- [Available data]

-- Start --

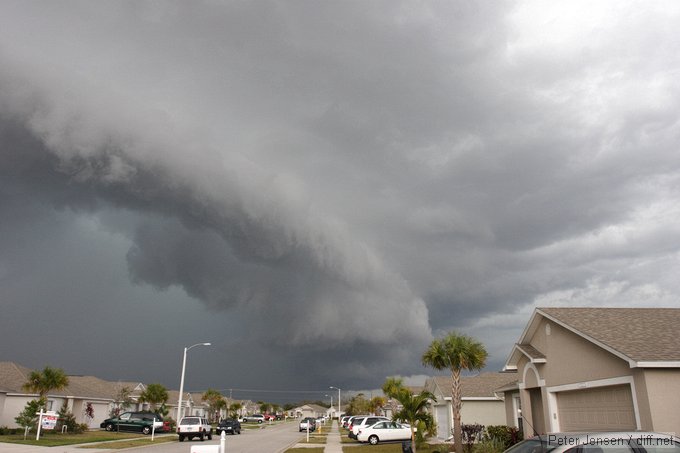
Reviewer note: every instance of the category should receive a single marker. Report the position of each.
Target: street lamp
(181, 385)
(331, 387)
(331, 403)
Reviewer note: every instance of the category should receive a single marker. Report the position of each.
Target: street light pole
(181, 384)
(336, 388)
(331, 396)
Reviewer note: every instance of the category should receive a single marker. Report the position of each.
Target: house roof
(481, 386)
(13, 376)
(644, 337)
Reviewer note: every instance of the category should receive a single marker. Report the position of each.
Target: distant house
(585, 369)
(309, 410)
(481, 404)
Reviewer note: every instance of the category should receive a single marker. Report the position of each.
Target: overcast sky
(321, 188)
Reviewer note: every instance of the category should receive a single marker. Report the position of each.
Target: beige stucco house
(481, 403)
(597, 369)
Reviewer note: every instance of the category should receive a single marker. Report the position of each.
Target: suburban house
(481, 404)
(309, 410)
(587, 369)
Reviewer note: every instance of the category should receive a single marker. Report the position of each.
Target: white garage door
(597, 409)
(443, 423)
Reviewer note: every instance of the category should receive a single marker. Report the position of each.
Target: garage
(597, 409)
(443, 421)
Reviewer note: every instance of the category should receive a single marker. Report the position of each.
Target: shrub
(471, 434)
(506, 435)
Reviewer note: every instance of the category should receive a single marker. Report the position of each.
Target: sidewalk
(18, 448)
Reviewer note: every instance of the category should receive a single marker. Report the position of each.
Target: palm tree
(414, 411)
(215, 401)
(456, 353)
(43, 382)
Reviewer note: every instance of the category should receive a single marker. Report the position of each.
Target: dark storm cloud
(344, 178)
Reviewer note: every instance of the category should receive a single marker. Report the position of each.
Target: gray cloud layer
(336, 179)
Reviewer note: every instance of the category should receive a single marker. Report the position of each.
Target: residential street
(273, 438)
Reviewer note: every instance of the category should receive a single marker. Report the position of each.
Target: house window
(518, 411)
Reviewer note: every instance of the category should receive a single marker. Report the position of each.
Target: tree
(43, 382)
(155, 395)
(28, 417)
(234, 409)
(216, 402)
(456, 352)
(123, 400)
(414, 411)
(376, 404)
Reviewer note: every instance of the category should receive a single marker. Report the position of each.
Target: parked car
(353, 419)
(307, 423)
(383, 431)
(598, 442)
(190, 427)
(259, 418)
(367, 421)
(361, 422)
(229, 426)
(142, 421)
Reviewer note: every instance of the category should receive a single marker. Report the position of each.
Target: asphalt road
(270, 439)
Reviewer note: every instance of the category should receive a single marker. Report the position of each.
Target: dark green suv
(134, 421)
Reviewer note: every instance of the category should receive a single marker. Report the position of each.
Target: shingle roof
(642, 334)
(482, 385)
(13, 376)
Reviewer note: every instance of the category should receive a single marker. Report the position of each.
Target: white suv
(190, 427)
(369, 420)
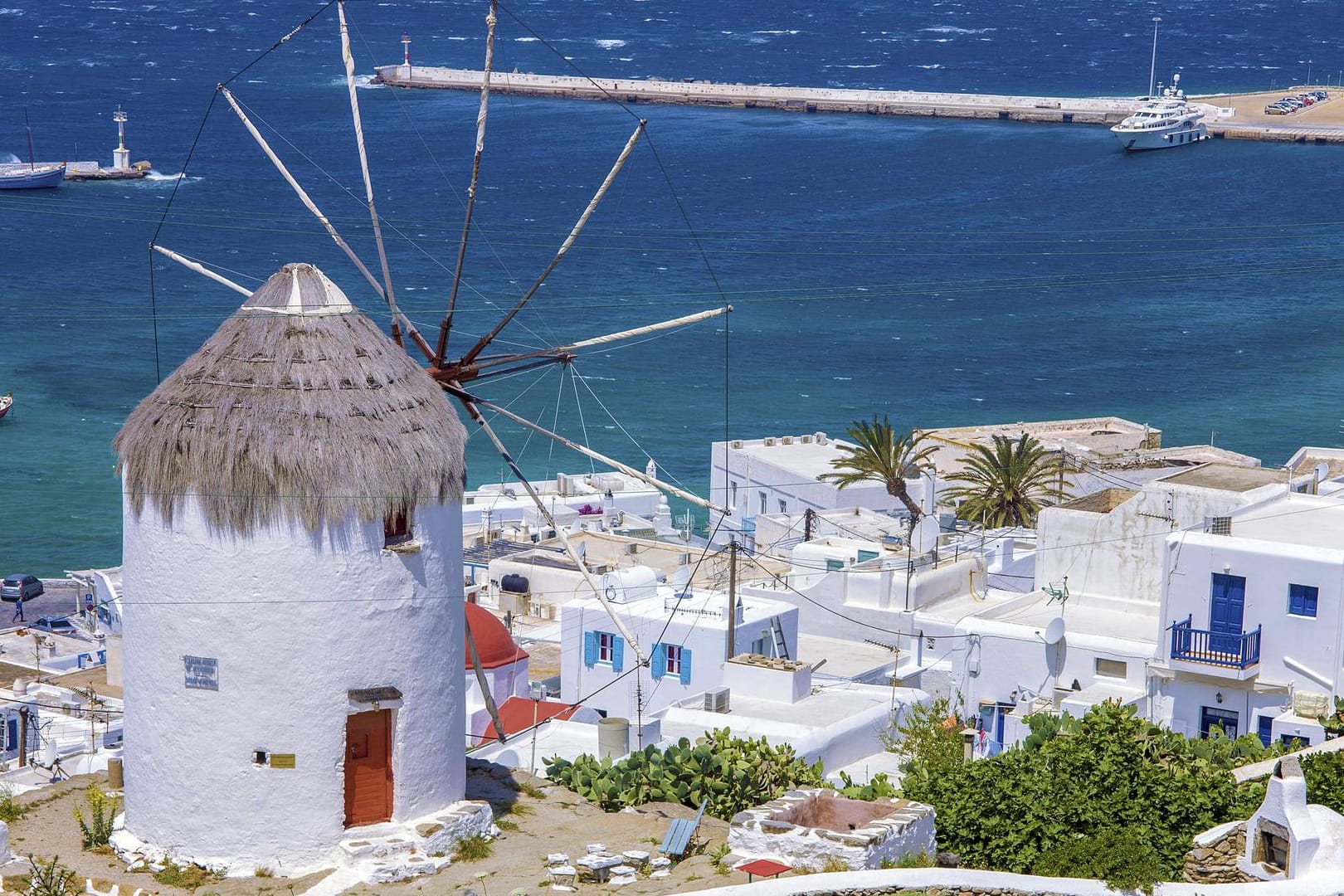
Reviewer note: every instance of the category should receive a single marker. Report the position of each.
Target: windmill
(457, 375)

-- End --

- [Work instructions] Your task is to copy the entries in full and exactly, without any images.

- [Full output]
Reviewer note: every instance of the category should receive a single marker. Report the position of each.
Target: street lamp
(181, 385)
(331, 387)
(331, 403)
Reviewer note: every instance of the category should receive a single marker. Report the position of each.
Target: street light pole
(181, 384)
(336, 388)
(331, 396)
Reviewer note: every instance of the category should receive a single marker. Report the position of each.
Target: house roof
(481, 386)
(13, 376)
(644, 337)
Reviewer note: every instance of the category should receive a single marker. Report the position of each.
Target: distant house
(585, 369)
(309, 410)
(481, 404)
Reviewer note: every instance of the category should receive a single marker. Report the position of each.
Target: overcast sky
(321, 188)
Reviewer note: every instance of the category should receive a single marker. Report the position of each.
Target: beige stucco house
(481, 403)
(597, 369)
Reviewer note: every instance of the category should receive a single marker. Report the position of each.
Target: suburban house
(481, 404)
(309, 410)
(587, 369)
Reviewer note: every instance of the category should receive a single marker. Report the position of each.
Target: white garage door
(597, 409)
(443, 423)
Reviewer note: every instance of the category should receive a single marker. Report the position of each.
Target: garage
(597, 409)
(443, 421)
Reviewer note: every instance of the category should receive a single marker. Report the position of each.
Target: shrub
(471, 434)
(506, 435)
Reviewer note: every instance of the category should receive a single marker. Report the position of each.
Target: sidewalk
(18, 448)
Reviewer note: every instance of the category should receive a single marker. Report the position of each.
Target: palm tree
(414, 411)
(215, 401)
(456, 353)
(43, 382)
Reviewer note: every instance of the category should receive a single marker. Report the position of each.
Target: dark storm cloud
(344, 178)
Reviewer note: every instance of the category should receive a single marker. Report the position of each.
Target: gray cloud layer
(336, 179)
Reviewer note: every instance of the category should receive a single marker. Report the position of each.
Target: residential street
(273, 438)
Reviewer note: every instance of the category should receive a single marker. Report the position of each.
Target: house window
(518, 411)
Reviewer note: every instance of the category should receive a single marker. Report the position of each.
Target: tree
(43, 382)
(155, 395)
(28, 417)
(234, 409)
(216, 402)
(456, 352)
(123, 400)
(414, 411)
(376, 404)
Reviewer note: every instance of the category should receive a single marker. Report the position of each.
Target: parked car
(353, 419)
(307, 423)
(383, 431)
(598, 442)
(190, 427)
(259, 418)
(367, 421)
(361, 422)
(229, 426)
(142, 421)
Reviewer note: every instance of the category should receive a single marker. Report the position of each.
Target: asphalt road
(270, 439)
Reviewer note: every instance of the category should receive a single marker. Report the position of each.
Target: dark green suv
(134, 421)
Reviewer note: every instance of the category should receive a single marker. Report the position of each.
Target: shingle roof
(642, 334)
(482, 385)
(13, 376)
Reviewer note: every instance of the category should receive a single marker. Report the position of each.
Target: white suv
(190, 427)
(369, 420)
Reviewer note: every instance of the category should receive a single marker. Report the position of each.
Target: windmill
(457, 375)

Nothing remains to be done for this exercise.